Provided records:
[Start of Attachment]

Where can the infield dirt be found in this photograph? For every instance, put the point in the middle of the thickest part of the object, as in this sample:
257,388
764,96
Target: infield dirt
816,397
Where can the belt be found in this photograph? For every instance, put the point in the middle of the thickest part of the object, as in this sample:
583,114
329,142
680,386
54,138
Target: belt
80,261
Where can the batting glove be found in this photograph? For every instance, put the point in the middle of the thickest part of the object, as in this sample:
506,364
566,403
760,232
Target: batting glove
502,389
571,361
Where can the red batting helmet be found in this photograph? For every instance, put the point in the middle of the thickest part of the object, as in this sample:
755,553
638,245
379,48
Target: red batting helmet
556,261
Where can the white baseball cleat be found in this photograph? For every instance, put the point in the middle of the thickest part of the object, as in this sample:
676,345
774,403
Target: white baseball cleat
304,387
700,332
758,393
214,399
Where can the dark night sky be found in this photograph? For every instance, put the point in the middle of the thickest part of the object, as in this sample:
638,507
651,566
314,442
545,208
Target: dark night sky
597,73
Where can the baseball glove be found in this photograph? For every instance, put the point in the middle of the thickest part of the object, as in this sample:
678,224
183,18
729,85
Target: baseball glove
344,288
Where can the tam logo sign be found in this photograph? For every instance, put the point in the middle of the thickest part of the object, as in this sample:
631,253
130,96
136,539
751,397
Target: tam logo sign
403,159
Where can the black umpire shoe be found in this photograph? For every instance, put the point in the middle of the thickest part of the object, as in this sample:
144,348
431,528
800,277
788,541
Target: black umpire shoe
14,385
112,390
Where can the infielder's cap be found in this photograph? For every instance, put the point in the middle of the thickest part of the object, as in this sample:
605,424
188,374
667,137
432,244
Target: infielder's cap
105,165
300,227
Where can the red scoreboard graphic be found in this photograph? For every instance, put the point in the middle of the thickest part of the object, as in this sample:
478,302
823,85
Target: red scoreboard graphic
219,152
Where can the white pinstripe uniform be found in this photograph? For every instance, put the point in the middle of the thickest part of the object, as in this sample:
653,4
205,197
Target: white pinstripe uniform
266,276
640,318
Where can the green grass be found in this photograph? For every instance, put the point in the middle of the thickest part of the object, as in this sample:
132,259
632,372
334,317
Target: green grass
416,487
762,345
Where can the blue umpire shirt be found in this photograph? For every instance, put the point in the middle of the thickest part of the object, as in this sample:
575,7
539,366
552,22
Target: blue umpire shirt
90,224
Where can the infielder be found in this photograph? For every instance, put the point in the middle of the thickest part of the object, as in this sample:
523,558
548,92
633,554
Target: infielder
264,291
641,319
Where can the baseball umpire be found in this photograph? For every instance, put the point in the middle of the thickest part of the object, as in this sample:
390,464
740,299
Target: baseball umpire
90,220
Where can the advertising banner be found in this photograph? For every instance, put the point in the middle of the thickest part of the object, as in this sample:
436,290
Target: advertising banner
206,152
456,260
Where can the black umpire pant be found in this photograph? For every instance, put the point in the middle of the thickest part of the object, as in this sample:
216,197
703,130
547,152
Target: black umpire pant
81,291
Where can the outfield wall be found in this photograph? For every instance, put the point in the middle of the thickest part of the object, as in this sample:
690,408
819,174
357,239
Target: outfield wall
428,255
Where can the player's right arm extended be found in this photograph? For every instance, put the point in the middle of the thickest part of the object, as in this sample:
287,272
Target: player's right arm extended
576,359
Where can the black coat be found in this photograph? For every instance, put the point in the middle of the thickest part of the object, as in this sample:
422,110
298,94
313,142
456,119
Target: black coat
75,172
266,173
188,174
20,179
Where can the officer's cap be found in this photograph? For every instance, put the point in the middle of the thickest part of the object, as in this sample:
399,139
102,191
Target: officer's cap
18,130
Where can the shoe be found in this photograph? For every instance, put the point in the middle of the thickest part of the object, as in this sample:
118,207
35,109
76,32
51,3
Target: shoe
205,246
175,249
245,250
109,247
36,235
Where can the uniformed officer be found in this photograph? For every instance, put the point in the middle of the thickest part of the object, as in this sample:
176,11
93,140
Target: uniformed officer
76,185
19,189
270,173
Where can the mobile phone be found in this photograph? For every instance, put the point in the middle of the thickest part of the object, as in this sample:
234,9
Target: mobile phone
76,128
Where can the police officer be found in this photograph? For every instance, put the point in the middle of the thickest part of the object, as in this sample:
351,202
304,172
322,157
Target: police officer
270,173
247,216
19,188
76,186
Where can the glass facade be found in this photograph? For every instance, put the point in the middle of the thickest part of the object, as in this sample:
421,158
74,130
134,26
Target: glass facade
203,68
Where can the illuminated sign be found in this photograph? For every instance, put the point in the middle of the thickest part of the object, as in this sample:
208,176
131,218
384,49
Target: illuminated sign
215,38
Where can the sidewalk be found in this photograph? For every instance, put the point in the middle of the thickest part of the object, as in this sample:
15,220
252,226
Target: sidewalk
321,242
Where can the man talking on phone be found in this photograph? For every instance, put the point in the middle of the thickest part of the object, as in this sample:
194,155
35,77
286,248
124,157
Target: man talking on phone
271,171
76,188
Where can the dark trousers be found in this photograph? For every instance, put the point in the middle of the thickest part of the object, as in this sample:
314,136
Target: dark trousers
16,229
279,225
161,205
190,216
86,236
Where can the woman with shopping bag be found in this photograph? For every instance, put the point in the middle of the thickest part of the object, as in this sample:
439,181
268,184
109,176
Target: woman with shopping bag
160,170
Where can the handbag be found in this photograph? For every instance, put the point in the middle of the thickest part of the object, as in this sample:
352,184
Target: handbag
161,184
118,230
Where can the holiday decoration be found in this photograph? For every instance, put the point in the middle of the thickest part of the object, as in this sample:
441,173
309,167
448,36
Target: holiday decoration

[End of Attachment]

Task item:
Output every entry shown above, exactly.

Solution:
Where can the infield dirt be found in this photograph? For every instance, put the point in the middle of the thickest part of the object, as in this sample:
257,388
764,96
Target: infield dirt
816,397
Where can the belt be found in this photograph? For every instance, put the point in the middle of the thickest part of the object, as in this sample:
583,114
329,142
680,386
54,138
Target: belt
80,261
Where can the batting glove be found in this photograph? For every instance, put the point in the middle of the thickest part of the object, as in this sample:
506,364
566,403
760,232
Target: batting glove
502,389
571,361
Where can the red batting helmet be found in this photograph? For every instance, put the point in the middle of the thickest part of the object, as in this sample:
755,553
638,245
379,48
Target: red batting helmet
556,261
Where can the white baseball cleat be found in this photograph? For every instance, put the point in the middle of the thickest part of the object, as in this sample:
676,345
774,403
Target: white baseball cleat
304,387
700,332
758,393
214,399
Where can the dark night sky be found in this photograph? For every instance, put the point in the middle of the thickest part of the object, as in this sample:
638,507
651,566
314,442
545,208
Target: dark night sky
597,73
Where can the baseball glove be found in this photograph? For every instance, put the point in the middle of the thickest part of the object, as in this sample:
678,224
183,18
729,85
Target: baseball glove
344,288
Where can the tam logo sign be found in this photograph? For every instance, put the point in the middle of the thickest part of the object, as in this sample:
631,253
130,96
136,539
751,397
Target: tam logo sign
403,159
Where can the black umpire shoe be found in this photograph? For every instance, put the point in the middle of the thickest part of the object, as in this sample:
144,348
431,528
800,277
788,541
Target: black umpire shoe
14,385
112,390
Where can the infielder's cap be found in this photograph? For every instance, put the point in the middle of the thickest part of the object, as in this sample:
605,424
188,374
667,137
432,244
Target: infielder's cap
105,165
300,227
Where can the red scoreboard graphic be found in this photograph? For every instance, put the point in the middle of the thickest part of the object, as in this sample:
478,302
823,85
Target: red scoreboard graphic
219,152
Where can the white pinstripe uniform be found in this photograph? For every instance, put the point in the middle of the thickest part of the object, as in this sample:
653,4
205,197
Target: white pinstripe uniform
266,276
640,318
Where can the green grass be found in this photograph? For every instance, put the point in the middle of the thickest part of the object, as in this sample:
132,259
632,372
334,317
Target: green grass
416,487
762,345
Where can the blue umpire shirt be found in this photograph? For every instance, put the point in the middle of the thickest part of the object, as in this sample:
575,7
539,366
552,22
Target: blue umpire shirt
90,224
Where can the infielder be found in this photograph? For every instance, put the point in the middle of the thickest part of the object, as in this sample:
523,558
548,92
633,554
Target: infielder
264,291
641,319
Where can the baseball umpire be found in this photograph? For every instance, put the point in the middle of the thickest part of the object, as in this sample:
390,464
740,299
Target: baseball umpire
90,220
Where can the advertising banner be found in this photograph? For every instance, put the point in the middle of the thickest part of the object, as in this sample:
436,290
Target: advertising banner
206,152
456,260
Where can the black umpire pant be found in this photograph? For every instance, put the point in the middle of the thickest part of the object, as in this sample:
216,197
703,130
547,152
Target: black umpire pant
81,291
Where can the outfield wall be found in this photograph? For every instance, put the point in the middle of the thickest part of the object, as in this sample:
690,408
819,174
357,239
Target: outfield wall
428,255
Where can the player's right arm extended be found in this photograph? For every instance, put the point in the middle of the thickest part of the object, as in this sample:
287,272
Target: player's right arm extended
576,359
Where can the black coat be found in this photograph? For every instance, put the point in the middle of the thickest part of the object, as in this sample:
422,110
298,94
313,142
456,119
Target: black coat
75,172
266,173
188,174
20,179
Where can the officer's cap be found in this photograph? For every instance, put the point in the middle of the thickest part of the object, as in this sample:
399,139
102,191
Target: officer's cap
18,130
Where can the shoe be found in this photograph? For every instance, put the point in the middle of the thickest part of the object, as in this sample:
118,207
35,109
76,32
51,3
Target: shoe
205,246
175,249
245,250
109,247
36,235
Where can the uniformed officer be found in this photograph? For every instance, put the point in the middle of the thickest part of the object, as in this sample:
176,11
93,140
Target: uniformed officer
76,185
19,189
270,173
Where can the mobile phone be found in this photograph? For every instance, put the point in the middle of the thickest part of the object, as in this sample:
234,9
Target: mobile phone
76,128
Where can the police officer be found in this photograph? For every instance, put the point in the middle of the thickest part of the object, as in this sample:
351,202
304,172
322,157
Target: police officer
270,173
247,216
19,188
76,186
Where can the glass facade be found in this photograph? For every instance, put the point in the middle of the thickest part of the object, as in this sample:
421,158
74,130
134,26
Target: glass facade
203,68
Where can the illuminated sign be found in this photograph? For every instance, put the point in the middle of the thickest part of the object, as in this sample:
208,176
131,218
384,49
Target: illuminated sign
215,38
Where can the sidewalk be found in this photograph? For every instance, put the point in the middle of the thickest part of the object, as in this sample:
15,220
252,226
Target: sidewalk
321,242
Where can the man talking on phone be found in this photograph? For every instance, put the point in the middle of the thickest part of the object, as in this sample:
194,155
35,77
286,248
124,157
Target: man talking on phone
271,171
76,188
Where can the dark trousers be found in this photograph? For every instance, put the point in the middle of the thickest part of the object, as in this sample:
314,136
Target: dark trousers
16,229
279,225
161,205
190,216
86,236
Where can the woman with shopping bag be found in this photograph? For every instance, put the point in the middle of the thickest part of the object, as in this sample:
439,181
268,184
109,176
Target: woman with shopping bag
160,170
Where can the handbag be found in this photograph? For every instance, put the point in the middle of the thickest part of the object, as in this sample:
352,184
Target: handbag
161,184
118,230
Where can the holiday decoration be found in this photograph? For every instance, put the point in the middle of the thickest part of the object, as in this sample:
441,173
309,167
448,36
Target: holiday decoration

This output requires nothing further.